▶ **Consigne**:
D'après la transcription de l'émission ci-dessous, répondez brièvement aux questions suivantes.
(a) Quel est le titre de la nouvelle chronique de Vincent Calame ?
(b) Quelle fonction Étienne Gonnu occupe-t-il à l'April ?
(c) À quelle adresse se trouve le site web de l'émission ?

▶ **Texte fourni**:
# # # #

Version du 13 septembre 2023 à 14:24


Titre : Émission Libre à vous ! diffusée mardi 13 septembre 2023 sur radio Cause Commune

Intervenant·e·s : Isabelle Carrère - Stéphane Vangheluwe - Pierre-Alain Millet - Vincent Calame - Étienne Gonnu - Frédéric Couchet à la régie

Lieu : Radio Cause Commune

Date : 13 septembre 2023

Durée : 1 h 30 min

Podcast PROVISOIRE

Page de présentation de l'émission

Licence de la transcription : Verbatim

Illustration : À prévoir

NB : transcription réalisée par nos soins, fidèle aux propos des intervenant·e·s mais rendant le discours fluide.
Les positions exprimées sont celles des personnes qui interviennent et ne rejoignent pas nécessairement celles de l'April, qui ne sera en aucun cas tenue responsable de leurs propos.

Transcription

Voix off : Libre à vous !, l’émission pour comprendre et agir avec l’April, l’association de promotion et de défense du logiciel libre.

Étienne Gonnu : Bonjour à toutes. Bonjour à tous.
Quand on parle de logiciel libre et de collectivités, un enjeu clé est la mutualisation. Nous recevrons aujourd’hui le Syndicat Intercommunal des Technologies de l’Information pour les Villes, SITIV en plus court, un opérateur public de mutualisation qui met en œuvre des compétences et des moyens techniques au service des communes adhérentes. Ce sera le sujet principal de l’émission du jour. Avec également au programme la chronique d’Antanak, « Que libérer d’autre que du logiciel », et aussi une toute nouvelle chronique de Vincent Calame, « Lectures buissonnières », il nous parlera aujourd’hui de « Politique et de semences ».
Nous allons parler de tout cela dans l’émission du jour.

Soyez les bienvenu·es pour cette nouvelle saison de Libre à vous !, l’émission qui vous raconte les libertés informatiques, proposée par l’April, l’association de promotion et de défense du logiciel libre.
Je suis Étienne Gonnu, chargé de mission affaires publiques pour l’April.

Nous sommes très fiers de démarrer avec vous cette septième saison avec de nouvelles chroniques à découvrir, des musiques libres bien sûr et toujours plus de sujets autour de libertés informatiques.
N’hésitez surtout pas à partager avec nous ce qui vous plaît, ou pas, à nous dire si vous aimeriez que nous traitions certains sujets, par exemple, ou à nous poser toute question. Nous sommes à votre écoute. Si nous continuons cette aventure depuis tout ce temps, c’est en bonne partie grâce aux super retours et encouragements de vous, nos auditrices et auditeurs.

Le site web de l’émission c’est libreavous.org. Vous pouvez y trouver une page consacrée à l’émission du jour avec tous les liens et références utiles et également les moyens de nous contacter.

Nous sommes mardi 12 septembre 2023, nous diffusons en direct, mais vous écoutez peut-être une rediffusion ou un podcast.

# # # #

▶ **Données fournies**:
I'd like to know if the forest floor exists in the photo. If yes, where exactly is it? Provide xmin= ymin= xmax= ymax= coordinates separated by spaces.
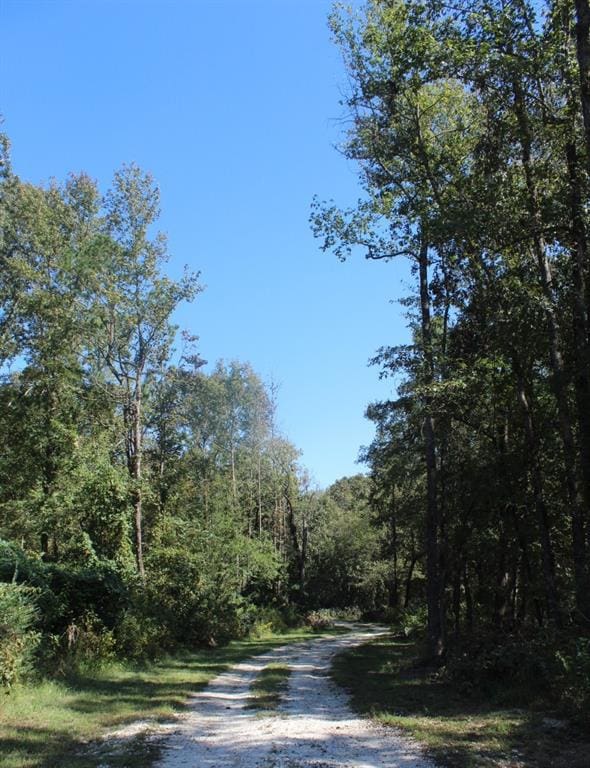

# # # #

▶ **Corrigé**:
(a) « Lectures buissonnières »
(b) Chargé de mission affaires publiques
(c) libreavous.org